TEKS SUMBER =
━━━

Kamis, 23 Juni 2016

Tugas Sejarah Hukum Pemda

Sejarah  Undang-undang tentang Pemerintahan Daerah dari tahun 1957 sampai dengan sekarang.
a. Undang-undang Nomor 1 Tahun 1957
Ada 4 (empat) persoalan besar yang mau diselesaikan dalam undang-undang ini yang sebelumnya belum dapat diselesaikan, yaitu:
1. Bagaimana seharusnya isi otonomi itu;
2. Berapa selayaknya jumlah tingkat-tingkat yang dapat dibentuk dalam sistem otonomi itu;
3. Bagaimana seharusnya kedudukan Kepala Daerah berhadapan dengan otonomi itu; dan
4. Bagaimana dan apa isi pengawasan yang tak boleh tidak harus dilakukan terhadap daerah-daerah otonomi oleh penguasa pusat.
Secara umum undang-undang ini bermaksud untuk mengatur sebaik-baiknya soal-soal yang semata-mata terletak dalam lapangan otonomi dan ”medebewind” diseluruh wilayah Negara Republik Indonesia.
Disamping itu, undang-undang ini juga merancang tentang Pemilihan Kepala Daerah secara langsung. Dimana Kepala Daerah haruslah seorang yang dekat kepada dan dikenal oleh masyarakat daerah yang bersangkutan, oleh karena itu Kepala Daerah haruslah seorang yang mendapat kepercayaan dari rakyat tersebut dan diserahi kekuasaan atas kepercayaan rakyat itu. Akan tetapi meskipun pada azasnya seorang Kepala Daerah harus dipilih secara langsung, namun sementara waktu dipandang perlu memperhatikan pula keadaan yang nyata dan perkembangan masyarakat di daerah-daerah yang kenyataannya belum bisa sampai ke taraf itu, yang dapat menjamin berlangsungnya pemilihan dengan diperolehnya hasil dari pemilihan itu yang sebaik-baiknya. Untuk sementara waktu Kepala Daerah tetap dipilih oleh Dewan Perwakilan Rakyat Daerah dengan mmperhatikan syarat-syarat kecakapan dan pengetahuan yang diperlukan bagi jabatan tersebut.

━━━

CUPLIKAN DATA =
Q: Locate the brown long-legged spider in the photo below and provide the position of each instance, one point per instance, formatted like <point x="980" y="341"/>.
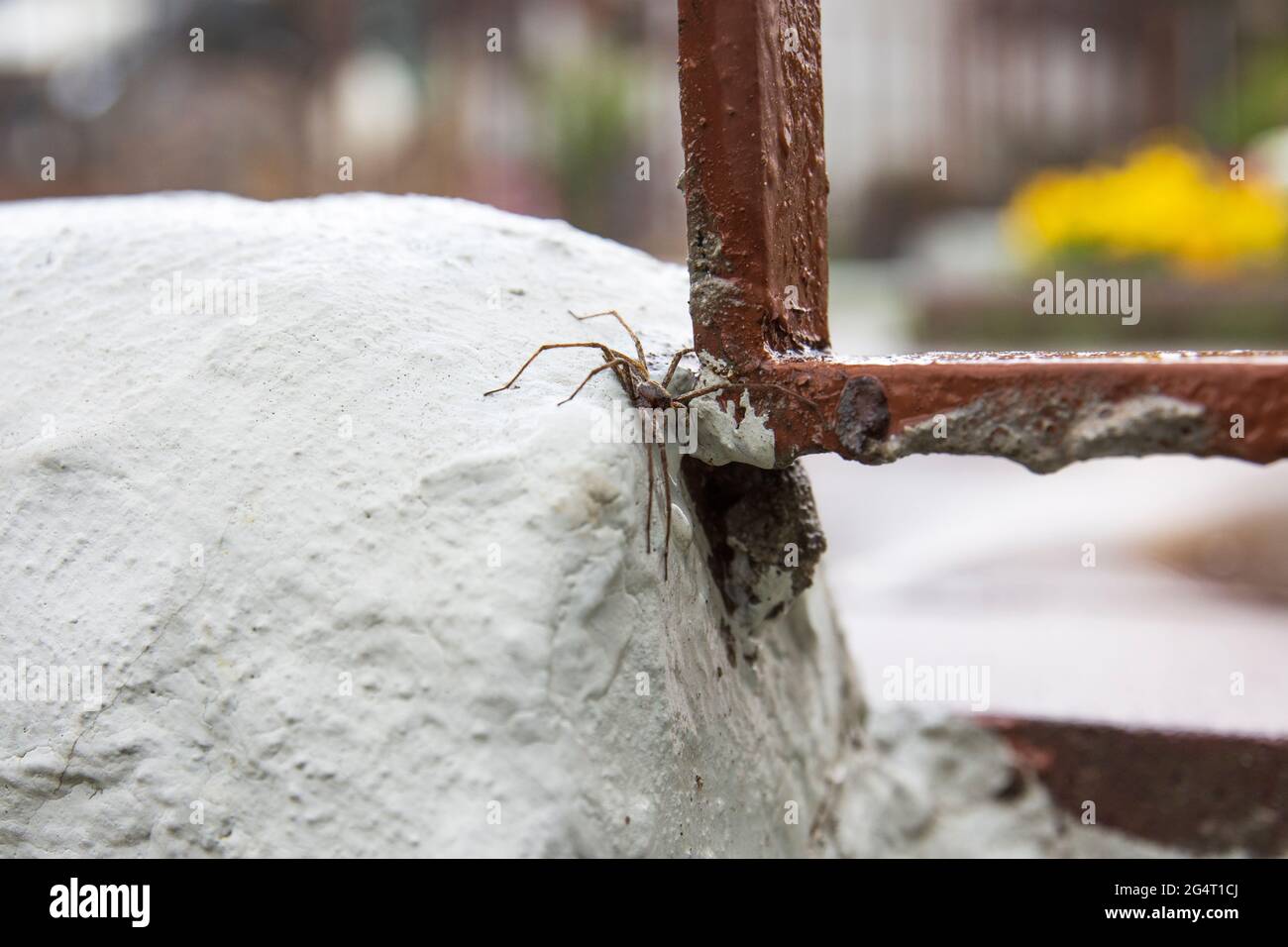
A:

━━━

TUGAS WAJIB = Menurut teks sumber tentang sejarah undang-undang pemerintahan daerah, oleh siapa Kepala Daerah dipilih untuk sementara waktu berdasarkan Undang-undang Nomor 1 Tahun 1957?

JAWABAN = Untuk sementara waktu, Kepala Daerah dipilih oleh Dewan Perwakilan Rakyat Daerah.